Recorded data
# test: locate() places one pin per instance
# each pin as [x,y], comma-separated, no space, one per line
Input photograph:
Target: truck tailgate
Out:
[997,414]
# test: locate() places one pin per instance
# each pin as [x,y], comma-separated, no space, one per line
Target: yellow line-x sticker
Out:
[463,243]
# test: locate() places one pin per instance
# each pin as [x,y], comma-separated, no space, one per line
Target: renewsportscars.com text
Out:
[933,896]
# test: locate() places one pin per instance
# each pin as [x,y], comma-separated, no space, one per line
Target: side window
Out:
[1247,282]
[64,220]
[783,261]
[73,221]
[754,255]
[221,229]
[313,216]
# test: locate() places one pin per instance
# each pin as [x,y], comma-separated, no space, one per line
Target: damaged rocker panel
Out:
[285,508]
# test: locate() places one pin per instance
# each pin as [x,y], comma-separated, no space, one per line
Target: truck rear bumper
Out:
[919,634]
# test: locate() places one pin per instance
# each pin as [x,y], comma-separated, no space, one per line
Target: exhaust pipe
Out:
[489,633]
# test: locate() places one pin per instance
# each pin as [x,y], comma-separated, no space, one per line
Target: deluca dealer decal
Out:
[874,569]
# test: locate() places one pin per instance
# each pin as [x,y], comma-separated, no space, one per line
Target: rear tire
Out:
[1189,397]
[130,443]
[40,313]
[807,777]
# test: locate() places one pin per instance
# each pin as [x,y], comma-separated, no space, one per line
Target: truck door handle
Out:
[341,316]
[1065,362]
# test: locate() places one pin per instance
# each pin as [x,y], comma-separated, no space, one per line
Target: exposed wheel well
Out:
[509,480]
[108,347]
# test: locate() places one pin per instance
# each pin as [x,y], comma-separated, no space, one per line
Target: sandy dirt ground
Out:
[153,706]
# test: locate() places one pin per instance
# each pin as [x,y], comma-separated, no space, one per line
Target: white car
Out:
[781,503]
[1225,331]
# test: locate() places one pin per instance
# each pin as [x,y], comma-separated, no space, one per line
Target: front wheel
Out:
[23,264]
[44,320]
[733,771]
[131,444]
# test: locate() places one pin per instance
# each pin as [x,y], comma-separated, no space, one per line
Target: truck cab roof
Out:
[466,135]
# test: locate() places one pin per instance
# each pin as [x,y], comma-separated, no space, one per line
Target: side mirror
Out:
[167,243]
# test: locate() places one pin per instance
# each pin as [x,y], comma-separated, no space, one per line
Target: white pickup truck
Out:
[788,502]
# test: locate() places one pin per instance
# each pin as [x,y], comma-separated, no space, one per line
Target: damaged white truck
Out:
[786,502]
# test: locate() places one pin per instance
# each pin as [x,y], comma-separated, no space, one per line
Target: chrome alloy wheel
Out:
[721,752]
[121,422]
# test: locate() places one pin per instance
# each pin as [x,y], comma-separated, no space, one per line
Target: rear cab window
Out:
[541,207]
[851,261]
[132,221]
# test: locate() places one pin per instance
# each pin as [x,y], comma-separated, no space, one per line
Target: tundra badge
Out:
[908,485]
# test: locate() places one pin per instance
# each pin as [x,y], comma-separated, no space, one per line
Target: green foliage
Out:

### Short problem
Faithfully reproduce all of the records, character for character.

### Output of the exercise
# test: locate() places one pin per instance
# each pin as [x,y], comma-separated, no space, one per line
Input photograph:
Target: truck tailgate
Out:
[997,414]
# test: locate() places one pin per instance
# each pin as [x,y], comma-separated, no space, one per line
Target: yellow line-x sticker
Out:
[463,243]
# test: locate() places one pin per instance
# each pin as [x,y], comma-separated, no space, one per line
Target: renewsportscars.com text
Out:
[933,896]
# test: locate() places one pin per instance
# each pin as [x,y], comma-separated, no space, one per line
Target: side window
Out:
[1247,282]
[64,220]
[783,261]
[73,221]
[754,255]
[221,229]
[313,216]
# test: locate() places one pin per instance
# each pin as [x,y], comma-separated, no space, one per line
Target: damaged rocker panel
Out:
[285,508]
# test: locate() places one pin per instance
# each pin as [x,y], comma-separated, no space, one per line
Target: truck rear bumper
Out:
[919,634]
# test: locate() places one pin per instance
# each pin as [x,y], comma-separated, no space, one per line
Target: exhaust pipe
Out:
[489,633]
# test: locate() places one pin per instance
# each pin as [x,y], comma-separated, no space, one per line
Target: deluca dealer decal
Out:
[874,569]
# test: locate() places one pin per instance
# each pin as [x,y], comma-separated, no space, one per line
Target: rear tire
Out:
[1189,397]
[130,443]
[40,313]
[807,777]
# test: locate() places one pin per instance
# each pin as [x,y], comma-separated, no space, one per line
Target: truck door handle
Out:
[341,316]
[1065,362]
# test: locate() places one pin per instance
# each pin as [x,y], comma-separated, no space, one per line
Target: exposed wheel well
Out:
[509,480]
[108,347]
# test: locate() places one pin per instance
# each pin as [x,y], comma-separated, no space, one per line
Target: sandy dirt ground
Out:
[153,706]
# test: locate() places one pin per instance
# each pin as [x,y], comma-separated, no space, one per line
Target: white car
Out:
[781,503]
[1225,331]
# test: locate() places one pin per instance
# each pin as [x,y], comma-separated, no space, one per line
Target: front wheel
Out:
[23,264]
[44,320]
[733,771]
[131,444]
# test: locate() places one pin per instance
# each pin as [x,y], comma-separated, no space, one per line
Target: truck cab roof
Out:
[466,135]
# test: locate() places one pin per instance
# each pin as [x,y], comma-separated, no space, one per line
Target: side mirror
Out:
[167,243]
# test: locate() places one pin per instance
# each pin as [x,y], comma-separated, no space, one per line
Target: white pickup truck
Out:
[788,502]
# test: locate() places one pin per instance
# each pin as [x,y], comma-separated, no space, one per line
Target: damaged white truck
Out:
[786,502]
# test: locate() places one pin per instance
# each pin as [x,y], comma-separated, no space, one per line
Target: chrome alloy wheel
Out:
[721,752]
[121,422]
# test: locate() places one pin per instance
# each pin as [x,y], comma-separated, no space, one per line
Target: rear cab window
Out:
[541,207]
[851,261]
[132,221]
# test: locate() places one pin per instance
# each pin as [x,y], comma-separated, no space, one per line
Target: tundra badge
Out:
[908,485]
# test: locate() places one pin per instance
# each pin as [x,y], comma-separated, no space, one per line
Target: green foliage
Out:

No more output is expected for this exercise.